▶ [Passage given]
========
There are so many little things that go into it that make a difference and really limit your ability to upgrade the components on a budget bike to improve the bike in an overall sense. The whole bike really is greater than the sum of its parts, but only IF all of those parts are carefully chosen to work together optimally. If the parts are poorly chosen for the bike, the rider, each other, and the big picture, then the bike can absolutely become less than the sum of its parts.

If you take a Pitch and upgrade all the parts on it slowly over time, you still have a Pitch, but with better parts. If you absolutely LOVE the bike and just want little differences here or there, then that might be worthwhile to keep it running. I wouldn't go and put a $1,000 fork on that bike, but a slight fork upgrade by spending a couple hundy to give you improved serviceability and improved setup wouldn't be a bad choice so long as you're keeping with the big picture of what the bike is and how it's intended to be ridden.

Some upgrades, IMO, aren't oftentimes worth just dropping money on right away. Like a whole new drivetrain when you've got a perfectly serviceable one already. Ride the drivetrain into the ground and THEN upgrade it when you need to replace parts, anyway. Those kinds of upgrades won't change much of anything about the bike in a big picture sense, anyway. Honestly, on an entry level bike, simply maintaining it, taking care of it, and servicing it when it needs it will serve you better. Yes, that might mean replacing parts sometimes if they break or wear out. And when you need to do that, put on something better/more durable. But I don't really consider that sort of thing "upgrading" a bike over time.

A modest suspension upgrade will probably make the biggest difference in ride quality for that bike. Good quality tires, chosen specifically for your riding and terrain are probably second. Everything else is a good bit lower on the list and will mostly take experience for you to distinguish.

If all you've got is $600 and you're not going to be able to increase your budget to $1500 anytime soon, buy the $600 bike and ride it and have fun with it. But realize that no amount of upgrading parts will make it the same as a better quality bike that costs more to start with. 

That said, if you're already planning out your "next bike" purchases and long term upgrade considerations before you've even purchased your first bike, you probably ought to try to save up and increase your budget as much as you can because it'll be better off for you in the long run.
========
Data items
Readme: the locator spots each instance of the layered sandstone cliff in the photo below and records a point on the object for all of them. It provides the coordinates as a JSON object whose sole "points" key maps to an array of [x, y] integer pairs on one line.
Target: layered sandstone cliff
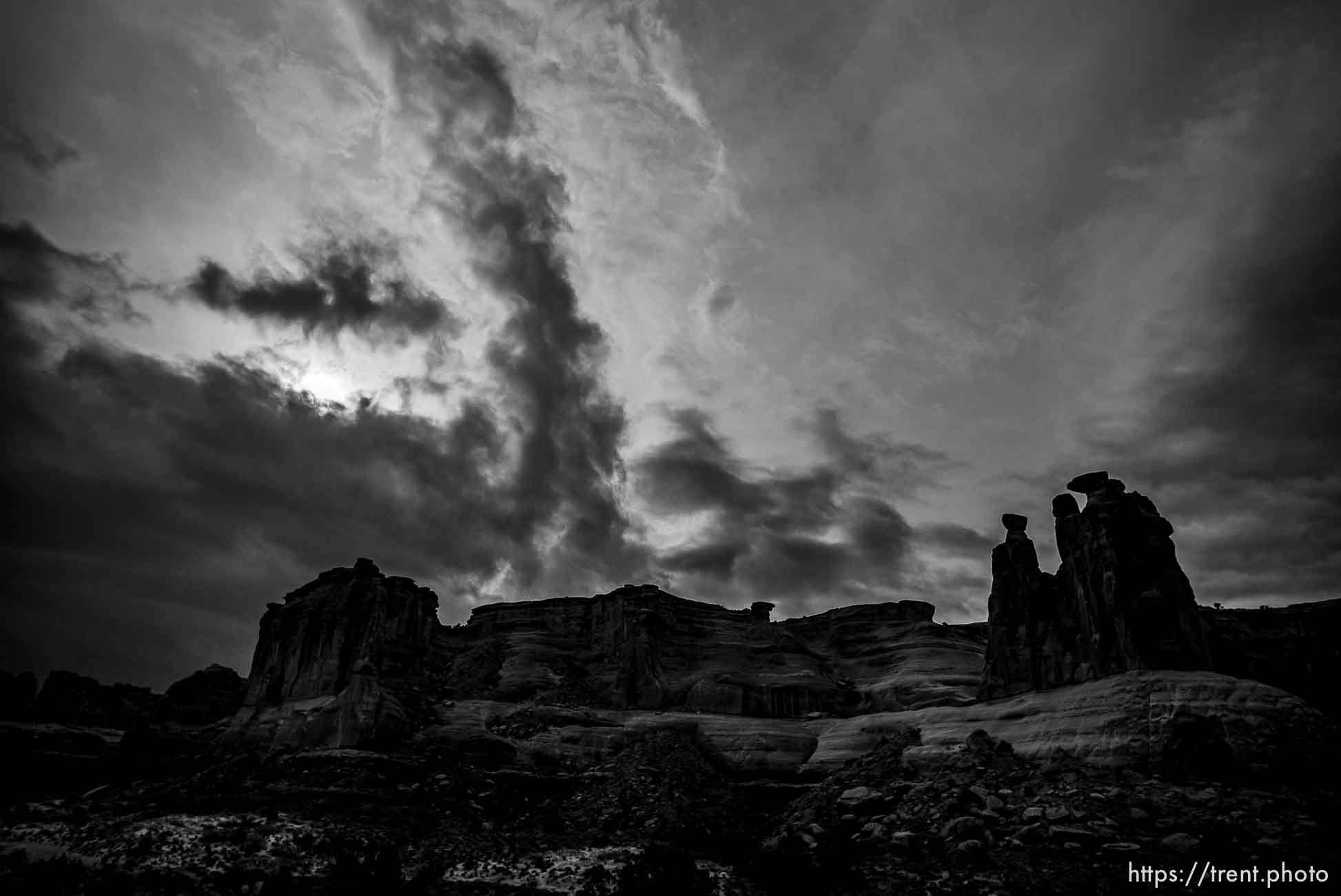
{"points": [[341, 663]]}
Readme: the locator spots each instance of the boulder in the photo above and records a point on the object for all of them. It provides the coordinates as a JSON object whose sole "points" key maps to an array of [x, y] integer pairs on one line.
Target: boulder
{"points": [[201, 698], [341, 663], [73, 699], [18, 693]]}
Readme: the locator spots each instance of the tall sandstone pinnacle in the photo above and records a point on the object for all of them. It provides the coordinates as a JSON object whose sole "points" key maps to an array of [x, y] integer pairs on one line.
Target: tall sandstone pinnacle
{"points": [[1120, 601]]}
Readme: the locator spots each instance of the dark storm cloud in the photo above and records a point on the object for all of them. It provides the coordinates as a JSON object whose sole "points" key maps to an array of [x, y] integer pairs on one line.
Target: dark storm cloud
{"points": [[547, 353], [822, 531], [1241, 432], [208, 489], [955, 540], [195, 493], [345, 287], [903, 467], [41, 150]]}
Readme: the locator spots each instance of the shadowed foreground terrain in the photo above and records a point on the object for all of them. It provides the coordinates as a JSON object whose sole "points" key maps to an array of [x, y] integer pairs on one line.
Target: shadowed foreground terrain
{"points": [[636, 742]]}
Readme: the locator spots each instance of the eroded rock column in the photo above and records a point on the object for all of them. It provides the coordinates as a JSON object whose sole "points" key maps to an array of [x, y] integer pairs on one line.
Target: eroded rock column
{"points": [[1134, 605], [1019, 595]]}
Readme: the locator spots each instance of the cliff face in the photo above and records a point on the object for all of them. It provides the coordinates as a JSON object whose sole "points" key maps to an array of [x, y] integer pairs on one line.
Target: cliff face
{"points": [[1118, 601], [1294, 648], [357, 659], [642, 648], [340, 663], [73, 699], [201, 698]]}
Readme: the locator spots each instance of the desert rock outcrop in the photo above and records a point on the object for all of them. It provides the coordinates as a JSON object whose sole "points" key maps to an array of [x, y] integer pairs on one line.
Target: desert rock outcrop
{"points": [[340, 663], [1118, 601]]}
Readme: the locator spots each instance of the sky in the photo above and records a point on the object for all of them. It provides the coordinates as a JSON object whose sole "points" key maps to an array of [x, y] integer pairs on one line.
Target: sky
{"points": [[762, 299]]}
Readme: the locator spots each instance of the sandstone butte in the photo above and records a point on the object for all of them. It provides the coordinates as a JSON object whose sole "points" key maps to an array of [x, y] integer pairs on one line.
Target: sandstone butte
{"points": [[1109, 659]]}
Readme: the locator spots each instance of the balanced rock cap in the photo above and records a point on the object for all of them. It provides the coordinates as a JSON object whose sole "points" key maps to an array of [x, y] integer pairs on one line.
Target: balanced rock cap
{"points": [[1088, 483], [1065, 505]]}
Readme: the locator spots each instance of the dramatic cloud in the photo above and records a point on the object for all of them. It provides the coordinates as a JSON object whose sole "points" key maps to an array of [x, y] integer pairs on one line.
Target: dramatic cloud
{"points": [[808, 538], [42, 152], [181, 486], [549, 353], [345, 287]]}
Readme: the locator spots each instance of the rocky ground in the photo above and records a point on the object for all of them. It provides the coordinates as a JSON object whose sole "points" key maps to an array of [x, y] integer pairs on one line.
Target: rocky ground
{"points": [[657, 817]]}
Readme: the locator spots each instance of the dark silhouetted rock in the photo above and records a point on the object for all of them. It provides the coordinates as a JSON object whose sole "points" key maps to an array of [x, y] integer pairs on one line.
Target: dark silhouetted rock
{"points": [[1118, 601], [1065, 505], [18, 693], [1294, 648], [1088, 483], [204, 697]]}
========
▶ [Challenge A]
List each distinct dollar amount that the passage on bike upgrades writes with a dollar sign.
▶ [Challenge B]
Repeat the passage on bike upgrades word for word between "If all you've" and "to start with.", inclusive.

▶ [Exercise output A]
$1,000
$600
$1500

▶ [Exercise output B]
If all you've got is $600 and you're not going to be able to increase your budget to $1500 anytime soon, buy the $600 bike and ride it and have fun with it. But realize that no amount of upgrading parts will make it the same as a better quality bike that costs more to start with.